> [WRITTEN INSTRUCTION] Rename every "expected shape" in the data below to "sample output" and keep everything else unchanged. Leave the pictures out of your answer.

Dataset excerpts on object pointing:

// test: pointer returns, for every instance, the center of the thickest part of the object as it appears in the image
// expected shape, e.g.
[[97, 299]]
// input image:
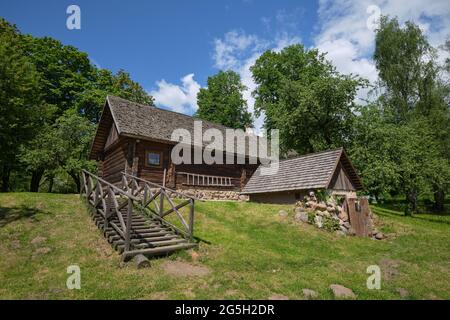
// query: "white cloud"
[[345, 36], [229, 51], [180, 98]]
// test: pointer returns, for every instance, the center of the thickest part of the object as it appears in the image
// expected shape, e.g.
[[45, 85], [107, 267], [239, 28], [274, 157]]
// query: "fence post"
[[128, 231], [191, 219], [161, 201], [108, 208]]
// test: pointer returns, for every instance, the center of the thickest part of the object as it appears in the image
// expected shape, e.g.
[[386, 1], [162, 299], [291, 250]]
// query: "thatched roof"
[[312, 171]]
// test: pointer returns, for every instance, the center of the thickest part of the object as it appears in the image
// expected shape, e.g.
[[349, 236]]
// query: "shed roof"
[[311, 171]]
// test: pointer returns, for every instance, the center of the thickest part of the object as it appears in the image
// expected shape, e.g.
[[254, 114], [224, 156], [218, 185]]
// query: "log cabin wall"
[[152, 173], [239, 173], [115, 158]]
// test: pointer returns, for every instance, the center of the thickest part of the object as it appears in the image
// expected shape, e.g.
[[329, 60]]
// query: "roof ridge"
[[311, 154], [166, 110]]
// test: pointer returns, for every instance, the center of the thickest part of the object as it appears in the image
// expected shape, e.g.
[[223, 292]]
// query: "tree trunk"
[[36, 177], [411, 206], [76, 178], [6, 172], [439, 197]]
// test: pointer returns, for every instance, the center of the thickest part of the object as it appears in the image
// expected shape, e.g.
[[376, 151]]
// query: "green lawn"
[[250, 251]]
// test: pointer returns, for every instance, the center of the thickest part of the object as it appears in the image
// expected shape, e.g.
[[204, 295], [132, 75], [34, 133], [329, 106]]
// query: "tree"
[[19, 99], [63, 145], [374, 151], [406, 67], [222, 101], [302, 95], [412, 89]]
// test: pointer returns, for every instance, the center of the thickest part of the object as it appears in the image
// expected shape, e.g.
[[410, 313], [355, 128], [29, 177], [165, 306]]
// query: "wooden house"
[[137, 139], [329, 170]]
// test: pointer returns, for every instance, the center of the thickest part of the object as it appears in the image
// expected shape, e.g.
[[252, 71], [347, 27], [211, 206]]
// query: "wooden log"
[[141, 261]]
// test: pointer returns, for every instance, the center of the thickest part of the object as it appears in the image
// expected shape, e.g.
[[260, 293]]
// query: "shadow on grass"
[[11, 214]]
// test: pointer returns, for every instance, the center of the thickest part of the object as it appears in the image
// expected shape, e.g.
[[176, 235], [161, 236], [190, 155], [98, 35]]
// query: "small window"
[[153, 158]]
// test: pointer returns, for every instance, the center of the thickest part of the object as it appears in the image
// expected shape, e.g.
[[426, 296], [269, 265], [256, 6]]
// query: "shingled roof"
[[312, 171], [143, 122]]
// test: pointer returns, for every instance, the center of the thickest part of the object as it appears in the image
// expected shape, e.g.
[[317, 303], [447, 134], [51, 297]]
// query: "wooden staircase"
[[148, 233]]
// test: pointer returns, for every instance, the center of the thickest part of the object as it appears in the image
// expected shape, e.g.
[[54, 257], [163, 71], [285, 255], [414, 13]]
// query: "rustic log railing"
[[109, 200], [195, 179], [151, 199]]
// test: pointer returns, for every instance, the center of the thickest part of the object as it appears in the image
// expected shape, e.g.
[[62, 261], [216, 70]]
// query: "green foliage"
[[401, 141], [64, 145], [19, 99], [222, 101], [406, 66], [303, 96], [50, 97]]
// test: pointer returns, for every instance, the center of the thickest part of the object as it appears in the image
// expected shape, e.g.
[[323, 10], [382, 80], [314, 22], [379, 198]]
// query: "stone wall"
[[329, 215]]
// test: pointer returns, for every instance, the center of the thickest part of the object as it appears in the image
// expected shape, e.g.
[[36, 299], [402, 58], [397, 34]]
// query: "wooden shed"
[[329, 170]]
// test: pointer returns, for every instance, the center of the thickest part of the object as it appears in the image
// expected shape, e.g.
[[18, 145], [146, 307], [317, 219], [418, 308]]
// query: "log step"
[[158, 251], [148, 235]]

> [TASK RESPONSE]
// test: pointer returns, for every instance, the center of the thickest part of the object as it appears in the image
// sample output, e.g.
[[97, 299]]
// input image:
// query: "white cloud"
[[345, 36], [229, 51], [180, 98]]
// test: pointer returns, for every instance, the center of the thickest part of the object as it appears in the image
// sample output, e.g.
[[45, 85], [107, 267], [239, 28], [274, 157]]
// query: "fence post"
[[128, 231], [191, 219], [161, 201], [108, 208]]
// test: pointer returns, for every instance, the center of the thickest part of the object as it appears in the image
// sample output, e.g.
[[386, 1], [162, 299], [291, 250]]
// query: "thatched roof"
[[312, 171]]
// test: pointer returns, for every instance, the center of the thickest part of the object as it appears in the image
// sample output, e.g.
[[349, 236]]
// query: "shed roof"
[[311, 171]]
// test: pointer returns, for every instance, the center of the thickest part of the object as it appears in the image
// sample output, e.g.
[[254, 114], [224, 156], [218, 185]]
// query: "log cabin wall"
[[152, 173], [239, 173], [115, 158]]
// test: pointer returns, for every instance, the center of the thickest part of the object as it appears in the image
// sample output, e.g.
[[329, 60]]
// query: "roof ridge"
[[311, 154], [166, 110]]
// test: pointer returns, for every instance, the center of the thickest part of the object as it appears in the image
// sample output, e.g.
[[223, 292]]
// query: "tree trunk"
[[36, 177], [411, 206], [76, 178], [6, 172], [439, 197]]
// test: pointer returns, for every instance, the center of the thickest part of the object as it appears in the image
// sample output, e.g.
[[376, 151]]
// query: "green lawn"
[[250, 251]]
// test: pointer returns, for every instance, the center of the thickest part of the object as it appears in the image
// sample output, e.g.
[[204, 295], [132, 75], [34, 133], [329, 106]]
// query: "tree"
[[19, 99], [63, 145], [374, 151], [406, 67], [222, 101], [302, 95], [412, 89]]
// test: pointer returns, for every instance, the center of the thickest part of the object as it appears in the image
// sample output, e.g.
[[410, 313], [355, 128], [29, 177], [165, 306]]
// query: "wooden house"
[[137, 139], [329, 170]]
// test: pointer returns, for every instance, the center of the thickest part of the object as it appears in the image
// sample output, e.g.
[[252, 71], [347, 27], [211, 206]]
// query: "wooden log"
[[141, 261]]
// test: pointer returns, for every instance, the center of the thickest part of the object as it appears in the image
// sample output, e.g.
[[260, 293]]
// query: "shadow on grass"
[[11, 214]]
// test: pointer returns, for every instance, the center of the thickest part of the object as it appears in the image
// sample output, e.g.
[[176, 235], [161, 236], [190, 155], [98, 35]]
// query: "small window"
[[153, 158]]
// test: pointer returns, for every instance, the center of the thickest part of the object as it appears in the image
// sample output, e.g.
[[426, 296], [269, 265], [256, 6]]
// query: "shingled roof"
[[312, 171], [143, 122]]
// test: pointer returns, for every instance, the center of the thickest part of the object as it appears in the image
// sample output, e.g.
[[317, 303], [447, 134], [51, 297]]
// query: "wooden staircase"
[[148, 233]]
// test: pointer returns, for every instance, the center of the thickest part of the object as it appears in the image
// sample output, e.g.
[[54, 257], [163, 71], [285, 255], [414, 13]]
// query: "rustic log railing"
[[109, 200], [195, 179], [151, 199]]
// test: pointer returns, for every instance, the center of the thickest part of the object as it appears in the image
// sample output, e.g.
[[62, 261], [216, 70]]
// query: "green foliage"
[[401, 141], [64, 145], [19, 99], [222, 101], [406, 66], [303, 96], [50, 97]]
// test: pointer returns, for every instance, the center of the thickest part of the object as it appears in the image
// sample output, e.g.
[[323, 10], [382, 80], [314, 22], [379, 198]]
// query: "stone wall"
[[329, 215]]
// test: pointer returns, for every instance, the center of the thickest part of the object as it appears in the image
// sample output, e.g.
[[36, 299], [402, 58], [397, 34]]
// query: "wooden shed"
[[329, 170]]
// test: pointer returns, for every instance, the center of the thickest part of the object as it appears in the image
// sample output, e.g.
[[18, 145], [146, 307], [317, 219], [418, 308]]
// query: "log step"
[[158, 251], [148, 235]]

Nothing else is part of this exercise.